Outline records
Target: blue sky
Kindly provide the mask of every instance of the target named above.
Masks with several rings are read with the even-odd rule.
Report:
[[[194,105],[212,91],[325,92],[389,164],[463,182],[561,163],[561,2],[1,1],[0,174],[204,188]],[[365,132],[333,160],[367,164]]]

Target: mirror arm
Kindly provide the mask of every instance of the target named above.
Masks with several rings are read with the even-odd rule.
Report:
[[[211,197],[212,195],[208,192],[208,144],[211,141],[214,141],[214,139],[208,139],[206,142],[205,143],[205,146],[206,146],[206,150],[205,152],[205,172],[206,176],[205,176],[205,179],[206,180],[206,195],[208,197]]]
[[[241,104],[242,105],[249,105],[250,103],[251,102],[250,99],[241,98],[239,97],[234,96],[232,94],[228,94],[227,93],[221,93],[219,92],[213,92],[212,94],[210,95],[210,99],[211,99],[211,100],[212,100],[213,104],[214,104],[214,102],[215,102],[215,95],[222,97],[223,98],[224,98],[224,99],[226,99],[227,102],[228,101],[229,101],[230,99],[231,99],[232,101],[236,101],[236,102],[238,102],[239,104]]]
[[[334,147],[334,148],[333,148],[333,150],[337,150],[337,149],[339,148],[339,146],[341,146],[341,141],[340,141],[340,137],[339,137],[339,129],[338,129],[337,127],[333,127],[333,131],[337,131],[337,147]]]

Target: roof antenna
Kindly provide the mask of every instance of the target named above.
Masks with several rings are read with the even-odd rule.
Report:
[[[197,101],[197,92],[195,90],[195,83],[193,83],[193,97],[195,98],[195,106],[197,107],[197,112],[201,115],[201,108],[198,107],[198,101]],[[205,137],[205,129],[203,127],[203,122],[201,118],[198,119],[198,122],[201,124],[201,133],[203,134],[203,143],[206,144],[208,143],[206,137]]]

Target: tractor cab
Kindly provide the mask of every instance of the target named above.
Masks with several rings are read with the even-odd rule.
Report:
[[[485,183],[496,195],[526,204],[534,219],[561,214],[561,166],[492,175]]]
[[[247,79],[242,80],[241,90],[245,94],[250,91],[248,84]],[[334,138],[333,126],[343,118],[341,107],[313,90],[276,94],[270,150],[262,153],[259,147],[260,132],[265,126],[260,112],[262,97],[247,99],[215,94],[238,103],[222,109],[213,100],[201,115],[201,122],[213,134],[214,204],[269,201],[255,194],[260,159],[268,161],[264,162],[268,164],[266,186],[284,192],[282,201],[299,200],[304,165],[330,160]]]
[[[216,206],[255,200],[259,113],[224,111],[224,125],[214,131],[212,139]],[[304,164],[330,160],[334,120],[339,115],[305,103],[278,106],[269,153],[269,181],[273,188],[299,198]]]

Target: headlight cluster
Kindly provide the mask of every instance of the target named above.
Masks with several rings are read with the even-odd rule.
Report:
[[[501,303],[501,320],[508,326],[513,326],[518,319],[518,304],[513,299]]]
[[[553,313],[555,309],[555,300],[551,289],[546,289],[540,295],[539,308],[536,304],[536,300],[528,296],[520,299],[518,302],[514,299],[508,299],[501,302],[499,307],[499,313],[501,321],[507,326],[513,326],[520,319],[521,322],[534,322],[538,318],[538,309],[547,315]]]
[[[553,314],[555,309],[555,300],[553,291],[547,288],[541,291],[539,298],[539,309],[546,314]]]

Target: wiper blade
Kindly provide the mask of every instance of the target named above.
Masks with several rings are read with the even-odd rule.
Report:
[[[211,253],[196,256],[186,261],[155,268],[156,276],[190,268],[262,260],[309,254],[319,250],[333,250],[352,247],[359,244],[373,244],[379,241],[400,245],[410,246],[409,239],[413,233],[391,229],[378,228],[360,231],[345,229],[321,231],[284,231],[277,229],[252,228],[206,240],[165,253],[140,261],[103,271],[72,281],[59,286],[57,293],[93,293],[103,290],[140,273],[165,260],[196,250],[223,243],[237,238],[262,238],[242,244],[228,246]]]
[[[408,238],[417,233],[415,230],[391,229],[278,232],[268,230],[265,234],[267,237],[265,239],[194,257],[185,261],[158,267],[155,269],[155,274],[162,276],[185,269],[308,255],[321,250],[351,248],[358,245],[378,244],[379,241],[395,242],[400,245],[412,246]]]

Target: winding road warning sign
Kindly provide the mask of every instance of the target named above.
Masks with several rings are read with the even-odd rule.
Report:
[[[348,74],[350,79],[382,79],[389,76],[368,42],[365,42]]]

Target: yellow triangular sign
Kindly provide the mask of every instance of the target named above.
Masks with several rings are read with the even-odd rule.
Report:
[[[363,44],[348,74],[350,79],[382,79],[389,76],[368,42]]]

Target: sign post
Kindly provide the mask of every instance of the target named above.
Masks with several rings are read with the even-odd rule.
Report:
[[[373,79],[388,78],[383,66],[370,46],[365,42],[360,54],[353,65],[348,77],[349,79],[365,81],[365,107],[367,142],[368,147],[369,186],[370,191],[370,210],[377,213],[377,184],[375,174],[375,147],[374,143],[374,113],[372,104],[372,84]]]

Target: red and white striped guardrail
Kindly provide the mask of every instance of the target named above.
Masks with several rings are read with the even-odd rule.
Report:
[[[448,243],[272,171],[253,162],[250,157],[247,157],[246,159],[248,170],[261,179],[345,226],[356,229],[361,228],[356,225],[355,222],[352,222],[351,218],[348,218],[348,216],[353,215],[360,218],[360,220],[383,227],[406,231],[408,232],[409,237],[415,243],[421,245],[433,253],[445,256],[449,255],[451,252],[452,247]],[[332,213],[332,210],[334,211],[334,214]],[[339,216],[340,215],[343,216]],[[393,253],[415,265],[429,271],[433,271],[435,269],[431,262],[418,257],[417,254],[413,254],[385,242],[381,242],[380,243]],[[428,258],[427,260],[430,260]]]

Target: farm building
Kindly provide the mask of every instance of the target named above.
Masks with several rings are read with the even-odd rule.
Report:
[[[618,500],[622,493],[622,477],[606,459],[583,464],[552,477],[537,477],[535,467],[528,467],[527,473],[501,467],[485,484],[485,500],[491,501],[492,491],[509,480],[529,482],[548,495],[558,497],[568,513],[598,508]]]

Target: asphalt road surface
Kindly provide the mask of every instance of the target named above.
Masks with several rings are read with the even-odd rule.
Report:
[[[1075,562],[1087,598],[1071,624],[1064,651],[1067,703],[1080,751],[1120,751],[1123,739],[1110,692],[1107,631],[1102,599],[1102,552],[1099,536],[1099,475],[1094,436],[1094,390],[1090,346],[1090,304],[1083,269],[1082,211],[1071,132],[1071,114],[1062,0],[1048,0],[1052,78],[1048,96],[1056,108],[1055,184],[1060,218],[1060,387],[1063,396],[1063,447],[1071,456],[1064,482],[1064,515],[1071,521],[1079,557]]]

### Task instructions
Update the entries between the lines holding "Target: yellow triangular sign" and "[[[363,44],[348,74],[350,79],[382,79],[389,76],[368,42]]]", inclusive, by replacing "Kindly" with "Please" and leaving everything else unchanged. Reproduce only those lines.

### Full output
Target: yellow triangular sign
Please provide the mask of every instance of the target named above.
Masks with several rings are read with the even-odd rule.
Report:
[[[363,44],[348,74],[350,79],[382,79],[389,76],[368,42]]]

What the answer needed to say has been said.